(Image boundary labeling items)
begin
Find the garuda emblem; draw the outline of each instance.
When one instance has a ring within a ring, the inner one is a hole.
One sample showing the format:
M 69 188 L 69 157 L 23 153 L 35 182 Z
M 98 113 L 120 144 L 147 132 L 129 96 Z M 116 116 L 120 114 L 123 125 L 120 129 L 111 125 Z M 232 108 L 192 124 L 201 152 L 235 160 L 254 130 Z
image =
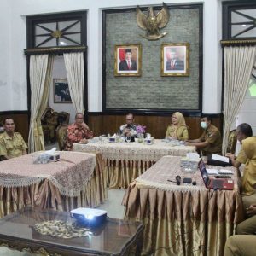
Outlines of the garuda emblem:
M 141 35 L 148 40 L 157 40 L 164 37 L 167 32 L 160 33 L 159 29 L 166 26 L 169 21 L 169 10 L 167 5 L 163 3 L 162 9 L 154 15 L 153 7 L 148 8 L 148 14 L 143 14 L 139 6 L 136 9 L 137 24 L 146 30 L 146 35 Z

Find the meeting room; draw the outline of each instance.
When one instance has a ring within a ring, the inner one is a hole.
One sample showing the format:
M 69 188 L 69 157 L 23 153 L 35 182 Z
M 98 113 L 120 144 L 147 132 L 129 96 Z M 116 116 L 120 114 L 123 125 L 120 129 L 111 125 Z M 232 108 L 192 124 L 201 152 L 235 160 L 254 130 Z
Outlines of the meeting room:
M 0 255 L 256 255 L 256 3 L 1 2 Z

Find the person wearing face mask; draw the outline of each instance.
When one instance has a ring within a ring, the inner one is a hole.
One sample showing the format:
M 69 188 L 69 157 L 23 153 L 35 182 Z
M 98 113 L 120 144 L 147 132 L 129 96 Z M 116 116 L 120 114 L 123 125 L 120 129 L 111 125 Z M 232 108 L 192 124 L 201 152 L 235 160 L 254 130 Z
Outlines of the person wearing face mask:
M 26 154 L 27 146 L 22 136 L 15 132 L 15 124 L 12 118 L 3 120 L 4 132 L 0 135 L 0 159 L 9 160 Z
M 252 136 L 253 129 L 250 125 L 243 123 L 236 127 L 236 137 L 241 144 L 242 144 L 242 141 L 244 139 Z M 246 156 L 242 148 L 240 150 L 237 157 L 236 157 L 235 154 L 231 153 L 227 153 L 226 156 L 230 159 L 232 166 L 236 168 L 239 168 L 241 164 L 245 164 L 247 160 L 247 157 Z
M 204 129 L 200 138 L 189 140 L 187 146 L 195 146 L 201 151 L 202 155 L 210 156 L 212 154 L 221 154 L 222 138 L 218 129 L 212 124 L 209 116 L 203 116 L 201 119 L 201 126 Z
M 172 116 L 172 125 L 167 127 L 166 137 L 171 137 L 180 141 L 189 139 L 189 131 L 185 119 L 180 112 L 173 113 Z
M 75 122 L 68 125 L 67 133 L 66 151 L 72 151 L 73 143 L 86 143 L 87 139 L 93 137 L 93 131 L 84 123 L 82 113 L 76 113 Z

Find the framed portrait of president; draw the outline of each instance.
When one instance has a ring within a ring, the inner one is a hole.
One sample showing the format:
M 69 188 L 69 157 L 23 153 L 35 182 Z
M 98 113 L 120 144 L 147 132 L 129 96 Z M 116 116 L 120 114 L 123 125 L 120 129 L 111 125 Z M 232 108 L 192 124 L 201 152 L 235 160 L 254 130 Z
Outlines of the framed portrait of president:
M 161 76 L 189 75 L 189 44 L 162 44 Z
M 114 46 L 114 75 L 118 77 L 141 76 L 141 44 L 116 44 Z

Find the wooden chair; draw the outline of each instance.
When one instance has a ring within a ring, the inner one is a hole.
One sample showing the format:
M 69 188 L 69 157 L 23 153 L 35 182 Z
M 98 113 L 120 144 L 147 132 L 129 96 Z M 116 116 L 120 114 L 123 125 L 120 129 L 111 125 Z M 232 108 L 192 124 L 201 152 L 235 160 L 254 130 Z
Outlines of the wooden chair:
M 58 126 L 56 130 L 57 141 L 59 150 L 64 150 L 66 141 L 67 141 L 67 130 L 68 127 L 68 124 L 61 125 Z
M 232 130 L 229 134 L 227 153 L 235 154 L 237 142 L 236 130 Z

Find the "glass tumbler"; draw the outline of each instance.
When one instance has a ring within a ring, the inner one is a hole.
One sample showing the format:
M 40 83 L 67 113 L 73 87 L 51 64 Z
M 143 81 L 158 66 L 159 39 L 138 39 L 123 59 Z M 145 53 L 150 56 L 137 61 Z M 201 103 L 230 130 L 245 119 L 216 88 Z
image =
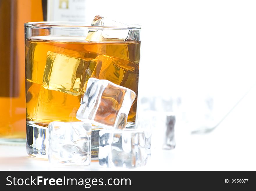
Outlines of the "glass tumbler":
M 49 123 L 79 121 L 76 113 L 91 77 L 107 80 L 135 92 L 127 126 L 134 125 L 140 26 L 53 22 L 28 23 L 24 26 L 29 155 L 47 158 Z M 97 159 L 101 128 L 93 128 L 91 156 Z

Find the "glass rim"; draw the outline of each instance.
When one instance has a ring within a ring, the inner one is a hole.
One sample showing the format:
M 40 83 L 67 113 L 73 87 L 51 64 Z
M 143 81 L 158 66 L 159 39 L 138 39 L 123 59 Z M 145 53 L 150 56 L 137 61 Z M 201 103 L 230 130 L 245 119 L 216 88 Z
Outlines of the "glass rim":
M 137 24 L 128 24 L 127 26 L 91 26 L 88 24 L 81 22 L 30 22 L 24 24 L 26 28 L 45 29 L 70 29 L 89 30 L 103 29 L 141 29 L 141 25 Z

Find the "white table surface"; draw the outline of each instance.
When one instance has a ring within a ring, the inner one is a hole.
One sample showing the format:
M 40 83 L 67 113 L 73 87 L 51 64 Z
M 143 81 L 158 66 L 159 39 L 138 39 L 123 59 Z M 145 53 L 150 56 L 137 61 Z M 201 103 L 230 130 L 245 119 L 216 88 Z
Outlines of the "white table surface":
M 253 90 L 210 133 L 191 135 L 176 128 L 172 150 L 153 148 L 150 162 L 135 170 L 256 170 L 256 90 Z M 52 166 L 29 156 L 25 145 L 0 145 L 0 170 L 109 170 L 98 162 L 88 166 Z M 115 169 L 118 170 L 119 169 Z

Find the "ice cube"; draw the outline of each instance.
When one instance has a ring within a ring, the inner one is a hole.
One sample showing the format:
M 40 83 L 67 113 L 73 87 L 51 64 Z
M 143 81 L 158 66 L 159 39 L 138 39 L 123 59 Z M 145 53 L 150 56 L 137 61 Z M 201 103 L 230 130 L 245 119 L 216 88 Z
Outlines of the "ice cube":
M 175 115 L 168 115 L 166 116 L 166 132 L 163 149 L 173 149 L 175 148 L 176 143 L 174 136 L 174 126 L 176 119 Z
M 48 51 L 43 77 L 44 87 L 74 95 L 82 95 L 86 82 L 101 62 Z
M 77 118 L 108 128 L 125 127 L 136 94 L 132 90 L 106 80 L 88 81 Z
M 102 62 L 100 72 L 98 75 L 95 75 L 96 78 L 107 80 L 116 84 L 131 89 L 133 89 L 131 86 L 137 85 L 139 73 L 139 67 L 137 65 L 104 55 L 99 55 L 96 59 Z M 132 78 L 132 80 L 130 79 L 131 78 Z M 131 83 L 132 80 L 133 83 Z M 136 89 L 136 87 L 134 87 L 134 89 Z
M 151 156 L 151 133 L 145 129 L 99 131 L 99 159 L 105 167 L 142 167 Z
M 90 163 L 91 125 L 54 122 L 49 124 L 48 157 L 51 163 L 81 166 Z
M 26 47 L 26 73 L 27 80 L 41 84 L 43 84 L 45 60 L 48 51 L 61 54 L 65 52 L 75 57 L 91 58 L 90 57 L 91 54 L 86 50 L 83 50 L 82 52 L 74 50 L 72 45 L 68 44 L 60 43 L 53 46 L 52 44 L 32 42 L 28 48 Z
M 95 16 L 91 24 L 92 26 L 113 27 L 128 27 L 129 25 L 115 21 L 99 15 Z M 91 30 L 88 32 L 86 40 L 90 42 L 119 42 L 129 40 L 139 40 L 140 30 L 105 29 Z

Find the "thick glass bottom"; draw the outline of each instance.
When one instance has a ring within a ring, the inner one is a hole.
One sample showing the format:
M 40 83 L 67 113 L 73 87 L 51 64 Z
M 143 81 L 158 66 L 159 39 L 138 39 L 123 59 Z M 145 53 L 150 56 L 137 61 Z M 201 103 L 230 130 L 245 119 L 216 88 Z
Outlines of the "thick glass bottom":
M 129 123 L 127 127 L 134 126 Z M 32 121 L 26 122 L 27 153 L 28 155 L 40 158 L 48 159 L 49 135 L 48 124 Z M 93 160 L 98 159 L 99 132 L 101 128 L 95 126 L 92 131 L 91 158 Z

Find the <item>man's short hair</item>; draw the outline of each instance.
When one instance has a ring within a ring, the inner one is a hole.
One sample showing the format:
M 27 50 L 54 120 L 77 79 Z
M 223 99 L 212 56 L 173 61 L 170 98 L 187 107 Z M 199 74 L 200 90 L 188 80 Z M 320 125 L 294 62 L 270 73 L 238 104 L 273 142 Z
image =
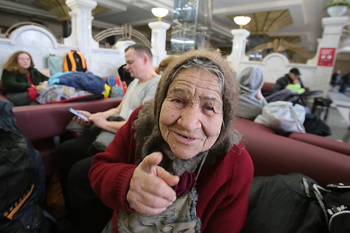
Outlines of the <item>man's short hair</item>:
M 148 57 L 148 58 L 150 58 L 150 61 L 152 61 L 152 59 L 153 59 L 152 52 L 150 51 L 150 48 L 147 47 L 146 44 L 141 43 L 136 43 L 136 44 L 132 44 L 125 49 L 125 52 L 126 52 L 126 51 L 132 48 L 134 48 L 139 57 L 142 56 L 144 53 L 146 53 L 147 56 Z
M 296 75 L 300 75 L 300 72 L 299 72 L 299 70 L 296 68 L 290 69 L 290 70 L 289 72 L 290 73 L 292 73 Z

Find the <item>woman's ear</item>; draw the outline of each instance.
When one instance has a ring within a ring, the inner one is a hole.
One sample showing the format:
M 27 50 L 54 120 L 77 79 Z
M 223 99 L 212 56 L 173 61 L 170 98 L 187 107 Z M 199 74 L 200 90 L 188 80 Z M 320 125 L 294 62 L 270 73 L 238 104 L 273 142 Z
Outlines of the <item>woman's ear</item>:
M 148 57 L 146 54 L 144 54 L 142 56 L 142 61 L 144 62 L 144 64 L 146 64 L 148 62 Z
end
Copy the lines word for word, starting at the beginning of the items and ending after the line that contains "M 0 255 L 256 255 L 256 3 L 1 2 Z". Omit the pictures from your copy.

Find the garuda emblem; draw the outline of each instance.
When one instance has a ring within a ring, the inner one is a hole.
One sample showing the format:
M 69 188 L 69 157 L 23 153 L 35 182 Z
M 98 113 L 120 144 L 147 132 L 129 96 Z M 116 116 L 120 114 L 123 125 L 120 129 L 111 125 Z M 232 108 L 192 124 L 201 152 L 235 160 L 254 130 Z
image =
Outlines of the garuda emblem:
M 141 35 L 148 40 L 157 40 L 164 37 L 167 32 L 160 33 L 159 29 L 166 26 L 169 21 L 169 10 L 167 5 L 163 3 L 162 9 L 154 15 L 153 7 L 148 8 L 148 14 L 143 14 L 139 6 L 136 9 L 137 24 L 146 30 L 146 35 Z

Find the meeting room; draw the outline of each instance.
When one instance has a ring within a ring, the inner one is a hole.
One sample showing the format:
M 69 188 L 69 157 L 23 153 L 35 182 Z
M 98 113 L 120 144 L 147 132 L 129 96 Z M 116 116 L 120 114 L 123 125 L 120 129 L 111 125 Z M 232 108 L 192 124 L 201 152 L 235 160 L 254 130 Z
Outlines of the meeting room:
M 0 255 L 256 255 L 256 3 L 1 2 Z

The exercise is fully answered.